The 30-Year Journey of an Algorithm That Accidentally Learned to Read

In 1994, Philip Gage published a short paper in the C Users Journal titled "A New Algorithm for Data Compression." It described a simple technique for shrinking files by replacing frequently occurring byte pairs with single bytes.

Thirty years later, that same algorithm (Byte Pair Encoding) powers every major large language model: GPT-4, Claude, LLaMA, Mistral. It's how ChatGPT reads your prompts. It's why you pay per token, not per word.

This is the story of how a compression hack became the foundation of modern AI.

Part 1: The Compression Era (1994-2015)

Philip Gage wasn't thinking about language. He was thinking about bytes.

His problem was practical: how do you compress arbitrary binary data efficiently? The dominant algorithms of the time (Huffman coding, LZW used in GIF files, and arithmetic coding) were sophisticated but complex.

Gage wanted something simpler.

His insight: if two bytes frequently appear next to each other, replace them with a single unused byte.

The algorithm:

1. Scan the data for the most frequent pair of adjacent bytes
2. Replace all occurrences of that pair with a new byte not in the data
3. Record the substitution in a table
4. Repeat until no pair occurs more than once (or you run out of unused bytes)

That's it. No probability models. No complex data structures.

Just counting and replacing.

The Actual Mechanics

A byte can represent 256 values (0-255). In any given block of data, not all 256 values are present. ASCII text, for example, typically uses only 70-100 distinct byte values (letters, digits, punctuation, whitespace). The remaining 150+ byte values are "unused" and available as substitution codes.

Gage's algorithm tracks this with two arrays:

unsigned char leftcode[256];
unsigned char rightcode[256];

// Initialize: every byte maps to itself (literal)

**TASK REQUIREMENTS**
Copy the stretch of the Byte Pair Encoding article from "Gage wanted something" through "of unused bytes)", substituting "spare" for every instance of "unused". The entries after this point come from a separate source and are unrelated to the article.

**RECORD EXCERPTS**
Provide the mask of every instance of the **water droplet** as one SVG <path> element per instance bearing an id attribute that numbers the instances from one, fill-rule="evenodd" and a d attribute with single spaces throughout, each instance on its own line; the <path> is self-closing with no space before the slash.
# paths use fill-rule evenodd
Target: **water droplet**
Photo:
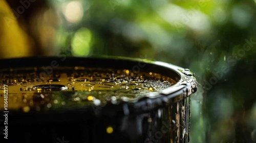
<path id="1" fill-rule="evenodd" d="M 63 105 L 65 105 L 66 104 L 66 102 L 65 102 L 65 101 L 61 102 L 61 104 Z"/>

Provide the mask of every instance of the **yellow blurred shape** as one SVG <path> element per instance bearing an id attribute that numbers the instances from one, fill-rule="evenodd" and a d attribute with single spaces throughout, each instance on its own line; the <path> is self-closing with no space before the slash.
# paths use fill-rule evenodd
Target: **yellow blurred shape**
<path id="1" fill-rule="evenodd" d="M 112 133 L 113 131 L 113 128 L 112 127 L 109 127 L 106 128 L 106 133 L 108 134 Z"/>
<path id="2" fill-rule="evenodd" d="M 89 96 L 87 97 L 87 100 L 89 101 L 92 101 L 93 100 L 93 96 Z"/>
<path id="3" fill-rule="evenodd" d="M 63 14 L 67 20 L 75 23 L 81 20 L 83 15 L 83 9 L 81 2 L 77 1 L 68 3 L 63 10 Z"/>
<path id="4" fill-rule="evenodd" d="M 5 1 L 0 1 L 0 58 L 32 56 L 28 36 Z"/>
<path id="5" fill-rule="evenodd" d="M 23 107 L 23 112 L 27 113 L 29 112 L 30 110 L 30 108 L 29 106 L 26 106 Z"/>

**PROBLEM SOLUTION**
Gage wanted something simpler.

His insight: if two bytes frequently appear next to each other, replace them with a single spare byte.

The algorithm:

1. Scan the data for the most frequent pair of adjacent bytes
2. Replace all occurrences of that pair with a new byte not in the data
3. Record the substitution in a table
4. Repeat until no pair occurs more than once (or you run out of spare bytes)